Pick up the essay on restoring a neglected church site after its last sentence and keep it going.

Document segment
..........
And it was spiritual.

There is a bias among some of the faithful that temple building doesn’t rank very high on the spirituality index. Prayer, study, mediation, teaching, bringing healing, worshipping  — these are often ranked higher that moving dirt.

But this is not so. Working is akin to praying, they both have a deep intrinsic spiritual value.

God’s people need a place, they always have  — a sanctuary, a shelter, a bit of ground reserved for quietness, a garden corner of beauty, a sacred space to come before God to connect, learn and worship.

This week, at the church site we are renewing, we will be spreading wood chips, moving top soil, gluing sprinkler system pipe, planting flowers. This is a sign. It is a sign of our spiritual health.

A bit worn out from all this, this morning I read Haggai.

Here is what God told his people in ancent times about temple remodeling projects.

Here’s what I want you to do:

Climb into the hills and cut some timber.

Bring it down and rebuild the Temple.

Do it just for me. Honor me.”

Haggai 1:8

When we rebuild temples, we are doing what the kind of thing that God likes, particularly when we do it to honor him.  Rebuilding is within the divine mandate to honor and care for God by honoring and caring for the earth. Earth matters. Dirt matters. Places matter. A solid place that has been given by God matters, and this much is true: A people in tune with God will restore and beautify the holy places God gives them.

Yes, get to work! For I am with you.’ God told his people in Haggai’s day! ‘Put into action the word I covenanted with you when you left Egypt. I’m living and breathing among you right now. Don’t be timid. Don’t hold back.’

Haggai 2:5

Years ago I had a dream that I had left my beautiful home in my master-planned community and bought an old, large, broken down house. In the dream I just kept thinking, why did I do this? I don’t want to fix up this huge, old, trashed home.

Then one day my dream came true. I was called to be the pastor of a fairly large church facility that had been neglected for years. When I took the job, I didn’t think much about the site, just the people, their need for me, my need to care for them, God’s invite.
..........
Records of labeled points
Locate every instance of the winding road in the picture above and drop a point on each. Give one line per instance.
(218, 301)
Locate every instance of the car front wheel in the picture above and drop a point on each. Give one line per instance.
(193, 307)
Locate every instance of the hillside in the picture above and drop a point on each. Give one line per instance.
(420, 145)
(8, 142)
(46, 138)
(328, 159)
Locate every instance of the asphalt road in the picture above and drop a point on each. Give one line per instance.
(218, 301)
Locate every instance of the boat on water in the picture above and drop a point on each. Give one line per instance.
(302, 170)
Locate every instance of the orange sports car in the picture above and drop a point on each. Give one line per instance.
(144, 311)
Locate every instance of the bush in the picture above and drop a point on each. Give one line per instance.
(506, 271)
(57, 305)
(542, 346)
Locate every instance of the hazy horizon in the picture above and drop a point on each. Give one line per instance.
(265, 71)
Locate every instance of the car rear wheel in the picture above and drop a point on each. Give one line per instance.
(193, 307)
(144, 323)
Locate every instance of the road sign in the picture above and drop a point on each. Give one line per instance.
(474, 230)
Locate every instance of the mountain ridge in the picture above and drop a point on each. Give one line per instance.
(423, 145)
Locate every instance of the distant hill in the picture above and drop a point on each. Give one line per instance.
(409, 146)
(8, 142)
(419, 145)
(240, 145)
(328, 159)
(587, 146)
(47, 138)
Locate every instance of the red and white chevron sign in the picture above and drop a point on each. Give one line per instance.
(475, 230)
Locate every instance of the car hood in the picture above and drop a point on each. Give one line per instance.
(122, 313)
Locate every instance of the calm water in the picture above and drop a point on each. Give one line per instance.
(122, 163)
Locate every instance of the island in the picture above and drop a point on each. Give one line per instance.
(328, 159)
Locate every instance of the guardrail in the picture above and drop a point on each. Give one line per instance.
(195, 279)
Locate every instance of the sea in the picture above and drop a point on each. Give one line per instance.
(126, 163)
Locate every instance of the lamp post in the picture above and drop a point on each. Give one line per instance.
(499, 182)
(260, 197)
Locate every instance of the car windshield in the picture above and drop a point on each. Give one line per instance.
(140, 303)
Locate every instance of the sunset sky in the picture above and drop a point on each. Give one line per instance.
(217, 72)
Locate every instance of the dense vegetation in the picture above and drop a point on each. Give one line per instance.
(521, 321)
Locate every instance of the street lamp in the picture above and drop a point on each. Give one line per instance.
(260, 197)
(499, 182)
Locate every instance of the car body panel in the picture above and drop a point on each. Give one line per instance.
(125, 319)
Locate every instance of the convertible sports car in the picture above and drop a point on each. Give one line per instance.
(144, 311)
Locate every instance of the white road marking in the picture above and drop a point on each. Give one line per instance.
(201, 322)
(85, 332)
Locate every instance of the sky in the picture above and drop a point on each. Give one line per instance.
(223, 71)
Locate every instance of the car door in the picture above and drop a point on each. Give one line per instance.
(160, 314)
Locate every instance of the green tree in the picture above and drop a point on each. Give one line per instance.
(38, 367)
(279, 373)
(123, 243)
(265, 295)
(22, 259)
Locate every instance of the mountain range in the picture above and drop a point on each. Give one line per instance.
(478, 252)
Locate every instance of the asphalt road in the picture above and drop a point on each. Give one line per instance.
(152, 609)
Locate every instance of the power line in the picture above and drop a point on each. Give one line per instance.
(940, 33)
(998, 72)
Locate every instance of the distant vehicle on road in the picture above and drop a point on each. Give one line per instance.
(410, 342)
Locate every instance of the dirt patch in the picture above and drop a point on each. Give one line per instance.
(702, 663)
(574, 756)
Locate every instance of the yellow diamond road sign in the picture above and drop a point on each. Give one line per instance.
..........
Task answer
Then one day, after being there a short while and seeing the needs of the site up close, I was suddenly struck  that my old nightmare had come true. I was reponsible for a large, ruined house.

Then God spoke to me, as he did to Haggai, “Get to work! For I am with you.”

His voice worked on me. I began to burn inside for the temple of God to be honored.

And so we have gotten to work. We put in new lights, bought new porch canopies, refinished old oak floors, refinihed the seating, remodeled the stage and we painted and we painted — everything! And there is more. We are just finishing a three year project, a new interior coutyard with a beautiful enclosing stucco wall, a large stage, pavered walkways, gardened edges, and both decorative and ambient lighting. It is about to be gorgeous!

And to celebrate all this newness we have renamed the place, We are now The REFINERY, because this is what we are. We are now a place where old things become new, and where good things become better.

And for me, has it been a bad dream? It has not. It has been a good dream, a beautiful dream, because when God tell us to renew something, then we ourselves are renewed in the process of doing that.

This is what God himself said to his people in Haggai’s day.

Think ahead from when the Temple rebuilding was launched. Has anything in your fields—vine, fig tree, pomegranate, olive tree—failed to flourish? From now on you can count on a blessing.’”

Haggai 2:19

Cool! Whe we rebuild according to God’s command, God rebuilds us.  Earth care, temple care, site care — God is all over it, and he rewards and takes care of those who do it.

Shoveling dirt — it’s spiritual.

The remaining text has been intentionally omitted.